- Recorded data -
● ● ● ● ● ● ●
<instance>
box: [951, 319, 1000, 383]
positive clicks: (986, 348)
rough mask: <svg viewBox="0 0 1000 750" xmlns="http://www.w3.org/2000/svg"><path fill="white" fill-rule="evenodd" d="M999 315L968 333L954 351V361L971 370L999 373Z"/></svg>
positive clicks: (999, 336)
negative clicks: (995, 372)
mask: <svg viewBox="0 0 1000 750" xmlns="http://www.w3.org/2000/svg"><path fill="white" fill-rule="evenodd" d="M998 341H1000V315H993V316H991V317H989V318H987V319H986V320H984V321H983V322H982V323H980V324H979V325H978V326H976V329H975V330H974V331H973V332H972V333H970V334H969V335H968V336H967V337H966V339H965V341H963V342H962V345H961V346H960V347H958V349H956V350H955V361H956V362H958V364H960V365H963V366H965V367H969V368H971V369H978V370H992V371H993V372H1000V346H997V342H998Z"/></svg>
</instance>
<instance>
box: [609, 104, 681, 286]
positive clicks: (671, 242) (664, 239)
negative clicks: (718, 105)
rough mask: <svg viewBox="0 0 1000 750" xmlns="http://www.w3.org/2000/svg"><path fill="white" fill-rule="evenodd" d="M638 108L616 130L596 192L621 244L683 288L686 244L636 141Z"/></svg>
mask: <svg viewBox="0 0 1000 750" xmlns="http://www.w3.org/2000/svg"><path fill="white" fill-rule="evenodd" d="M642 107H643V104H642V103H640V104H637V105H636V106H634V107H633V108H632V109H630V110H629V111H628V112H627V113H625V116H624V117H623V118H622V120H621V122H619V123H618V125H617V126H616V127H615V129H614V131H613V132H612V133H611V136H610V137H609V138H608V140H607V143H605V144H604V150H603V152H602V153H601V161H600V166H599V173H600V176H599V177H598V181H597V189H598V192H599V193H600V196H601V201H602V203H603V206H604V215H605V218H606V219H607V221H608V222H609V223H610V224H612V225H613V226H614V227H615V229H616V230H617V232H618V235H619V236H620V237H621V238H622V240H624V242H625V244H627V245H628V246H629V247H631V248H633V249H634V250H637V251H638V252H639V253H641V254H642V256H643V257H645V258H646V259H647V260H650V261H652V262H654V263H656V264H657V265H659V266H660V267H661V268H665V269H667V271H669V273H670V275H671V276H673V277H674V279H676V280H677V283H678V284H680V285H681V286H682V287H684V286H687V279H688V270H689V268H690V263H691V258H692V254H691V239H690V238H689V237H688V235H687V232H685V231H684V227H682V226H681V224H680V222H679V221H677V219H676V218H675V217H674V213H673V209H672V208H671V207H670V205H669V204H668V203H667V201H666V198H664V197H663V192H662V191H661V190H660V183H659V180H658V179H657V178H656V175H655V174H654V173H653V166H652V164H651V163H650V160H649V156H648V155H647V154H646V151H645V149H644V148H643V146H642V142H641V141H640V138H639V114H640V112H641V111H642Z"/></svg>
● ● ● ● ● ● ●
Extract, please, the lines from the start of the entries above through the one with "negative clicks: (718, 105)", both included, reproducing each exactly and adding nothing.

<instance>
box: [951, 319, 1000, 383]
positive clicks: (986, 348)
rough mask: <svg viewBox="0 0 1000 750" xmlns="http://www.w3.org/2000/svg"><path fill="white" fill-rule="evenodd" d="M999 315L968 333L954 351V361L971 370L999 373Z"/></svg>
positive clicks: (999, 336)
negative clicks: (995, 372)
mask: <svg viewBox="0 0 1000 750" xmlns="http://www.w3.org/2000/svg"><path fill="white" fill-rule="evenodd" d="M998 341H1000V315H993V316H991V317H989V318H987V319H986V320H984V321H983V322H982V323H980V324H979V325H978V326H976V329H975V330H974V331H973V332H972V333H970V334H969V335H968V336H967V337H966V339H965V341H963V342H962V345H961V346H960V347H958V349H956V350H955V361H956V362H958V364H960V365H963V366H965V367H969V368H971V369H978V370H992V371H993V372H1000V346H997V342H998Z"/></svg>
</instance>
<instance>
box: [609, 104, 681, 286]
positive clicks: (671, 242) (664, 239)
negative clicks: (718, 105)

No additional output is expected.